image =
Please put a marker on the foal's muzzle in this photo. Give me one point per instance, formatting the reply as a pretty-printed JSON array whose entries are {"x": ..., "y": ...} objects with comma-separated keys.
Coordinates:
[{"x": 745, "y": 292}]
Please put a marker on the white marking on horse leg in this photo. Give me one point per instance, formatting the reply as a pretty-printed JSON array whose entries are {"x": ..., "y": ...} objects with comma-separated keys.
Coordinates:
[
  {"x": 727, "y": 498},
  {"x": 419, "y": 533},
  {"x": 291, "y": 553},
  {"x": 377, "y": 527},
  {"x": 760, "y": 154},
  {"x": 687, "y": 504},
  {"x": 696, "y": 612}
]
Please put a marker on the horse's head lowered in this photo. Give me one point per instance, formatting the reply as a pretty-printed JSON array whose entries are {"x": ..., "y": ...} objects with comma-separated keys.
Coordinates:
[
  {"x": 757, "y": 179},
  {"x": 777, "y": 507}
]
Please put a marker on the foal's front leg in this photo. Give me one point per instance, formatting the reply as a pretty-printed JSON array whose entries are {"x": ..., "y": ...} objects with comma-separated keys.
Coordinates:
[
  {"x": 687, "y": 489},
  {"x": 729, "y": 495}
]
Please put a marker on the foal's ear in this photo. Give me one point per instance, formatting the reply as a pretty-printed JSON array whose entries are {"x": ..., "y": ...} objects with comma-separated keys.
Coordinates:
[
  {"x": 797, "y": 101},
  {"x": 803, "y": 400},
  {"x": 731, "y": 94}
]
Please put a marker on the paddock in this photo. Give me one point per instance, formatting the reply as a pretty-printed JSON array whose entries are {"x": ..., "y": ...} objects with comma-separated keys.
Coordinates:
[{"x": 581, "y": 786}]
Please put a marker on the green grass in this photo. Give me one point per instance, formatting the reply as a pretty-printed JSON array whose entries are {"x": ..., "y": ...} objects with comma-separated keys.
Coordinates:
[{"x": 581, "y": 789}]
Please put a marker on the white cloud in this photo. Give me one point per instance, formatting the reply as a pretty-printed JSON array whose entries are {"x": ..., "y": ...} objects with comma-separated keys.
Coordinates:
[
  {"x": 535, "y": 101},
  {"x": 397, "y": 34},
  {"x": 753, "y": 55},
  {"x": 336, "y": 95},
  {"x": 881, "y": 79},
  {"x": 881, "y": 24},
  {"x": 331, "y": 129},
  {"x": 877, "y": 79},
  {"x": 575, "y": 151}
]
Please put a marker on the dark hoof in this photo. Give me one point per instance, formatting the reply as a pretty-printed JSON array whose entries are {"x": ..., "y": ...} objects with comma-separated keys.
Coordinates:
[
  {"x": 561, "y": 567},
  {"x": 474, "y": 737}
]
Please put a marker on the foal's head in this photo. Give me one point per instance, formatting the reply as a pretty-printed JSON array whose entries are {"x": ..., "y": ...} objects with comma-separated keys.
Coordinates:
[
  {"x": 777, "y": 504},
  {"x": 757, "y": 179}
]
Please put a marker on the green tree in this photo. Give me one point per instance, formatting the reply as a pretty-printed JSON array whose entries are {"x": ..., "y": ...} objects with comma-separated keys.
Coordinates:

##########

All of the data must be set down again exactly.

# Answer for the task
image =
Please put a marker on the foal's muzzle in this photo. Give me one point per instance, formatting the reply as a pretty-printed JSON array whose entries are {"x": ..., "y": ...} objects with comma-separated keys.
Coordinates:
[{"x": 745, "y": 292}]
Please put a marker on the white marking on horse leg in this photo. Give me one point per instance, formatting the reply as a pretty-printed JSON array whose entries are {"x": ..., "y": ...} objects with comma-separated keys.
Coordinates:
[
  {"x": 727, "y": 498},
  {"x": 419, "y": 533},
  {"x": 291, "y": 553},
  {"x": 377, "y": 527},
  {"x": 760, "y": 154},
  {"x": 687, "y": 504},
  {"x": 696, "y": 612}
]
Please put a marker on the horse's head lowered in this photo. Give me one point per instance, formatting the reply as a pretty-printed JSON array whose entries are {"x": ..., "y": ...} objects with comma-separated keys.
Coordinates:
[
  {"x": 757, "y": 179},
  {"x": 777, "y": 507}
]
Please put a marker on the foal's front leg in this photo. Give me one point per instance, formatting the reply as a pretty-printed JSON array whose entries are {"x": ..., "y": ...} objects with comma-separated keys.
Coordinates:
[
  {"x": 687, "y": 489},
  {"x": 729, "y": 495}
]
Please put a marker on the foal's ear in this photo. Give me one point per instance, formatting the reply as a pretty-printed JSON array whose entries are {"x": ..., "y": ...} objects with comma-separated keys.
Coordinates:
[
  {"x": 797, "y": 101},
  {"x": 803, "y": 400},
  {"x": 731, "y": 94}
]
Please put a marker on the paddock in this photo. Give me one point per instance, formatting the reply as a pretty-printed JSON array whose entries are {"x": ..., "y": ...} objects with comma-separated keys.
Coordinates:
[{"x": 581, "y": 786}]
Please put a marker on the green grass in this photo. Give me one point per instance, formatting the reply as a pretty-printed JSON array whose entries are {"x": ..., "y": ...} objects with comma-separated keys.
Coordinates:
[{"x": 581, "y": 789}]
Please put a marker on the white cloud in this photo. Give me one point per instance, formatting the reply as a pretty-printed JSON array whose entries are {"x": ..., "y": ...} objects with comma-separated keys.
Coordinates:
[
  {"x": 535, "y": 101},
  {"x": 397, "y": 34},
  {"x": 753, "y": 55},
  {"x": 336, "y": 95},
  {"x": 881, "y": 79},
  {"x": 881, "y": 24},
  {"x": 331, "y": 129},
  {"x": 877, "y": 79},
  {"x": 575, "y": 151}
]
Please put a marker on the dark hoof in this photo. Give me one point per instance, formatting the reply as a pretty-printed JSON array whose entries are {"x": ..., "y": ...} objects with comma-separated keys.
Coordinates:
[
  {"x": 561, "y": 567},
  {"x": 474, "y": 737}
]
Please put a marker on the foal's head in this photo. Give me one point per instance, formatting the reply as a pretty-printed JSON array whose entries are {"x": ..., "y": ...} objects with comma-separated keys.
Coordinates:
[
  {"x": 777, "y": 504},
  {"x": 757, "y": 179}
]
Please put a marker on the green tree in this photo. Give me one point per instance, formatting the reply as a pretty-printed JSON array whose entries are {"x": ..., "y": ...} objects with comma-separated keys.
Coordinates:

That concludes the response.